PAGE:
Therefore, the Tribunal concluded stating that as there was no approved employer nomination and the nomination having been withdrawn, cl 186.233(2) and (3) of the Regulations are not met, and that it follows, cl 186.233 of the Regulations as a whole is not satisfied ([17]-[18]).
The Tribunal found that as the primary applicant did not meet the requirements in cl 186.233 of the Regulations, the secondary applicants could not be granted a visa as they are not members of the family unit of a person who holds a Subclass 186 visa ([19]).
The Tribunal stated that the applicant only sought to satisfy the criteria for a Subclass 186 visa in the Direct Entry Stream and that no other claims were made in respect to other visa streams ([20]).
The Tribunal affirmed the delegate’s decision not to grant the applicants an Employer Nomination (Permanent) (Class EN) visa ([21]).

Point labeling examples:
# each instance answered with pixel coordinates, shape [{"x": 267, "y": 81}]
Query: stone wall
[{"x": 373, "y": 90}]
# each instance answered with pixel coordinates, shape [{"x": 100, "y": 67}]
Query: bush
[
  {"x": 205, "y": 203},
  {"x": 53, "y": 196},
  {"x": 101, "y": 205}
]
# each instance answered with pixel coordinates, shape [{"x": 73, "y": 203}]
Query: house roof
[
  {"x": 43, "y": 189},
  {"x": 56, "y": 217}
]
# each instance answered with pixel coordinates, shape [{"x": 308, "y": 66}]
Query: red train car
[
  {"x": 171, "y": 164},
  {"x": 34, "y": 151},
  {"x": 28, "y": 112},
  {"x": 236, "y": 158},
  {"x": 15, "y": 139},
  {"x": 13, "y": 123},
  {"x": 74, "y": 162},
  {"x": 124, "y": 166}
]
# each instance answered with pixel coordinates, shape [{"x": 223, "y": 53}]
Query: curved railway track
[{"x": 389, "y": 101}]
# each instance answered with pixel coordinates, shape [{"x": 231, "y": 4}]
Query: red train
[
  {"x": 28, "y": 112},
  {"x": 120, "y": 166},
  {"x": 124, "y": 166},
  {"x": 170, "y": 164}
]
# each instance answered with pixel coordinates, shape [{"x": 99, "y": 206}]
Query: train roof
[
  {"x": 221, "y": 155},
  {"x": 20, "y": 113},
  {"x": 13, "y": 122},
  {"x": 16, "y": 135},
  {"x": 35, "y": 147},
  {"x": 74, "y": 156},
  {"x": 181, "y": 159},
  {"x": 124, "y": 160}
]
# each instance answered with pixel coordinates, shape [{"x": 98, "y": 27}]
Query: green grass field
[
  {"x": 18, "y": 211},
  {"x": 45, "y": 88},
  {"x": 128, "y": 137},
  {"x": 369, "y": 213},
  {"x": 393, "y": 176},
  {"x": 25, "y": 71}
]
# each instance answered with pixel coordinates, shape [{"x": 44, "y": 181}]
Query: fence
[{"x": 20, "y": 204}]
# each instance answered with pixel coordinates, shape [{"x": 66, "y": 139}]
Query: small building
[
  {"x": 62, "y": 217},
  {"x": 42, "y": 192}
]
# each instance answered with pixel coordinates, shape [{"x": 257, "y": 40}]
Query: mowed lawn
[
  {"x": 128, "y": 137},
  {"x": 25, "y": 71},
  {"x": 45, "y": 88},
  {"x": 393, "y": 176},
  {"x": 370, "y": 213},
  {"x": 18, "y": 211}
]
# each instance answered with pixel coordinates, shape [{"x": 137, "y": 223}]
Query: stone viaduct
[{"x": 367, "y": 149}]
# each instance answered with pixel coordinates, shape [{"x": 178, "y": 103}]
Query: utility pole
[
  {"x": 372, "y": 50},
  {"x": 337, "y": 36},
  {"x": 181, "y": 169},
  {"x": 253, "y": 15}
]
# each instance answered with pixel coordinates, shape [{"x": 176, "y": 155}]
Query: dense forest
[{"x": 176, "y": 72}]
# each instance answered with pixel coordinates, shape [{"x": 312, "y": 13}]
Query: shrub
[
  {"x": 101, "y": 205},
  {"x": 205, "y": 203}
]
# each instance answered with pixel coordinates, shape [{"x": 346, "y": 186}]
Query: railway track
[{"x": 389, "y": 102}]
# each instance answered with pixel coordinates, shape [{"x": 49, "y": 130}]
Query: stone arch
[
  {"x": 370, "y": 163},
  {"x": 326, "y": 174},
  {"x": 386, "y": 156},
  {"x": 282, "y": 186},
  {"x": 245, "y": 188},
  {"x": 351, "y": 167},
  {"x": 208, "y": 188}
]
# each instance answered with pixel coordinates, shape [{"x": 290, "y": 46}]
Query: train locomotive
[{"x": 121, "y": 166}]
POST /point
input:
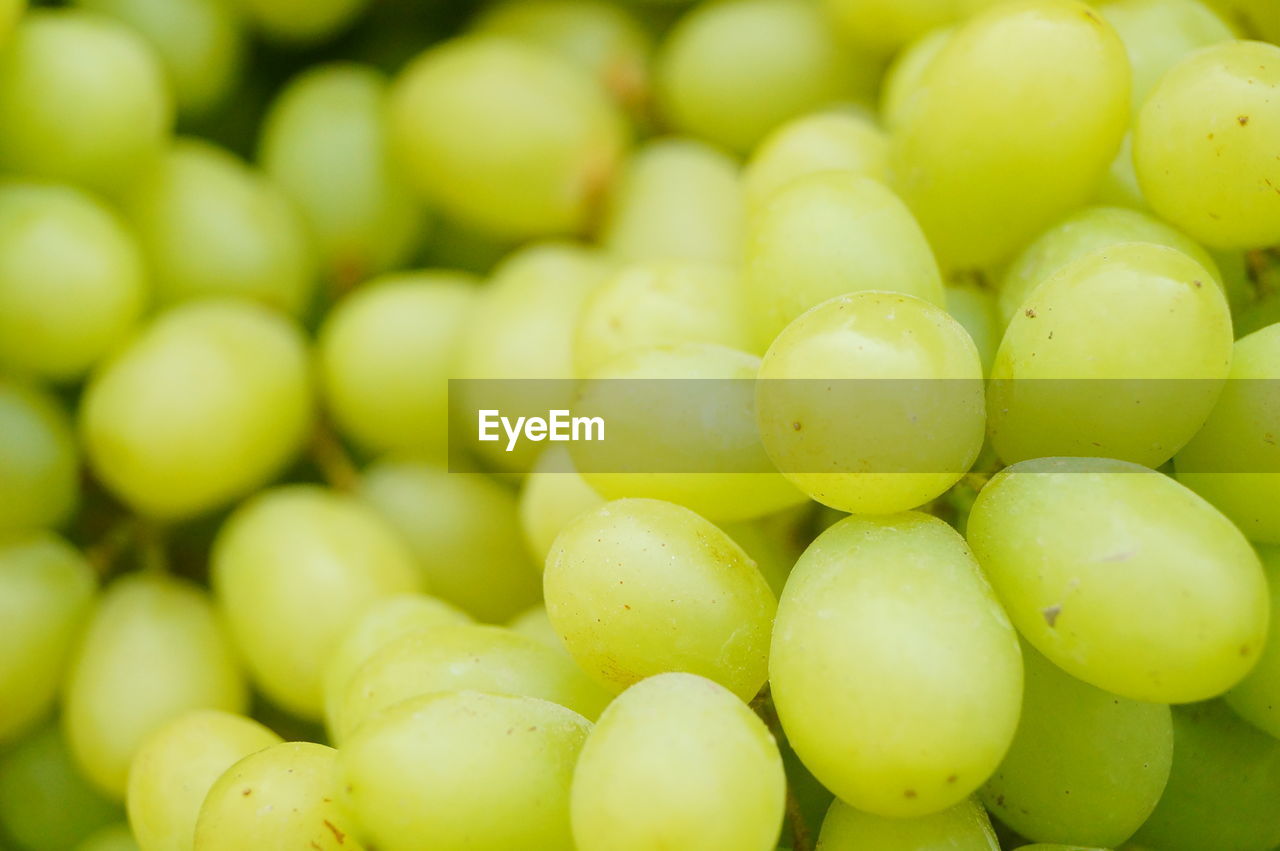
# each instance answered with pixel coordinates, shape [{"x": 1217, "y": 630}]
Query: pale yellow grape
[
  {"x": 466, "y": 771},
  {"x": 152, "y": 650},
  {"x": 1234, "y": 461},
  {"x": 640, "y": 586},
  {"x": 897, "y": 602},
  {"x": 963, "y": 827},
  {"x": 827, "y": 141},
  {"x": 72, "y": 280},
  {"x": 677, "y": 762},
  {"x": 1223, "y": 787},
  {"x": 731, "y": 72},
  {"x": 522, "y": 328},
  {"x": 211, "y": 225},
  {"x": 46, "y": 588},
  {"x": 1157, "y": 33},
  {"x": 325, "y": 142},
  {"x": 82, "y": 99},
  {"x": 302, "y": 536},
  {"x": 387, "y": 620},
  {"x": 1144, "y": 314},
  {"x": 1082, "y": 233},
  {"x": 464, "y": 658},
  {"x": 905, "y": 403},
  {"x": 504, "y": 136},
  {"x": 39, "y": 460},
  {"x": 1014, "y": 123},
  {"x": 209, "y": 402},
  {"x": 464, "y": 532},
  {"x": 827, "y": 234},
  {"x": 1086, "y": 765},
  {"x": 551, "y": 495},
  {"x": 676, "y": 198},
  {"x": 654, "y": 303},
  {"x": 385, "y": 356},
  {"x": 1205, "y": 145},
  {"x": 286, "y": 797},
  {"x": 681, "y": 417},
  {"x": 176, "y": 767},
  {"x": 200, "y": 42},
  {"x": 602, "y": 39},
  {"x": 1123, "y": 577}
]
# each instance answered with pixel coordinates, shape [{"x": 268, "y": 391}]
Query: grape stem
[{"x": 801, "y": 838}]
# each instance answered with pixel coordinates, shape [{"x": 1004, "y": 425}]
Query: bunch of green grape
[{"x": 942, "y": 343}]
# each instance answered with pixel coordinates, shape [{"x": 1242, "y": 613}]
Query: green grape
[
  {"x": 827, "y": 141},
  {"x": 599, "y": 37},
  {"x": 910, "y": 412},
  {"x": 1086, "y": 765},
  {"x": 656, "y": 303},
  {"x": 963, "y": 827},
  {"x": 464, "y": 531},
  {"x": 731, "y": 72},
  {"x": 39, "y": 461},
  {"x": 211, "y": 225},
  {"x": 380, "y": 625},
  {"x": 522, "y": 328},
  {"x": 897, "y": 602},
  {"x": 677, "y": 762},
  {"x": 1121, "y": 576},
  {"x": 504, "y": 136},
  {"x": 176, "y": 767},
  {"x": 1257, "y": 698},
  {"x": 1011, "y": 126},
  {"x": 46, "y": 588},
  {"x": 208, "y": 403},
  {"x": 113, "y": 837},
  {"x": 301, "y": 22},
  {"x": 152, "y": 650},
  {"x": 464, "y": 658},
  {"x": 324, "y": 142},
  {"x": 1233, "y": 461},
  {"x": 385, "y": 355},
  {"x": 45, "y": 803},
  {"x": 72, "y": 280},
  {"x": 640, "y": 586},
  {"x": 1082, "y": 233},
  {"x": 82, "y": 99},
  {"x": 828, "y": 234},
  {"x": 1146, "y": 315},
  {"x": 663, "y": 428},
  {"x": 1223, "y": 787},
  {"x": 200, "y": 42},
  {"x": 552, "y": 494},
  {"x": 466, "y": 771},
  {"x": 301, "y": 536},
  {"x": 1157, "y": 33},
  {"x": 676, "y": 198},
  {"x": 286, "y": 797},
  {"x": 1205, "y": 145}
]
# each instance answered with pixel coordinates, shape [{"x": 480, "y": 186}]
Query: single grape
[
  {"x": 152, "y": 650},
  {"x": 46, "y": 589},
  {"x": 72, "y": 280},
  {"x": 466, "y": 769},
  {"x": 208, "y": 403},
  {"x": 1123, "y": 577},
  {"x": 897, "y": 602},
  {"x": 302, "y": 536},
  {"x": 176, "y": 767},
  {"x": 640, "y": 586}
]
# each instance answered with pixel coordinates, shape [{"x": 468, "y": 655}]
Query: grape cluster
[{"x": 263, "y": 589}]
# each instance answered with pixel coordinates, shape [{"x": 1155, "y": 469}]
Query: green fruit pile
[{"x": 263, "y": 589}]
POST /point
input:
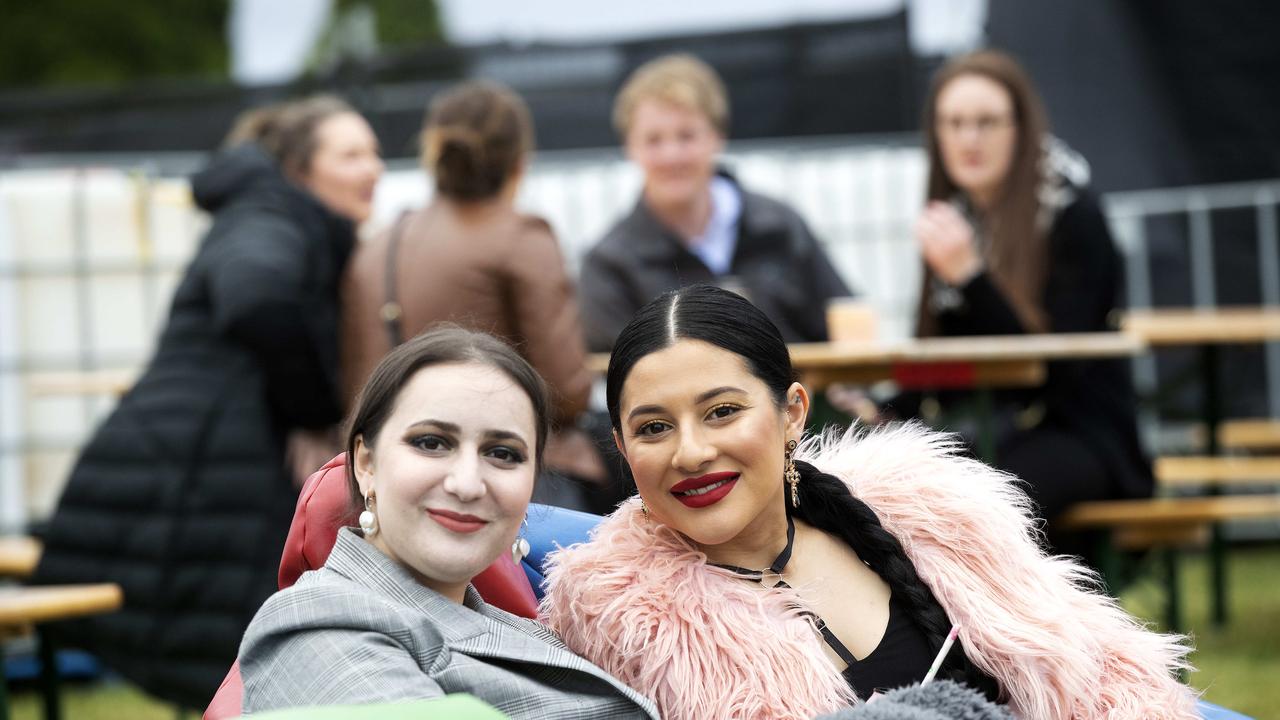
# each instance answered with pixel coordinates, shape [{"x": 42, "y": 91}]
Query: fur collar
[{"x": 641, "y": 602}]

WHAT THE TASK REQUIRES: Repeat word for word the part of the Tribunal's visa decision summary that runs from "Therefore, the Tribunal" up to and including "EN) visa ([21]).".

WRITTEN SOLUTION:
Therefore, the Tribunal concluded stating that as there was no approved employer nomination and the nomination having been withdrawn, cl 186.233(2) and (3) of the Regulations are not met, and that it follows, cl 186.233 of the Regulations as a whole is not satisfied ([17]-[18]).
The Tribunal found that as the primary applicant did not meet the requirements in cl 186.233 of the Regulations, the secondary applicants could not be granted a visa as they are not members of the family unit of a person who holds a Subclass 186 visa ([19]).
The Tribunal stated that the applicant only sought to satisfy the criteria for a Subclass 186 visa in the Direct Entry Stream and that no other claims were made in respect to other visa streams ([20]).
The Tribunal affirmed the delegate’s decision not to grant the applicants an Employer Nomination (Permanent) (Class EN) visa ([21]).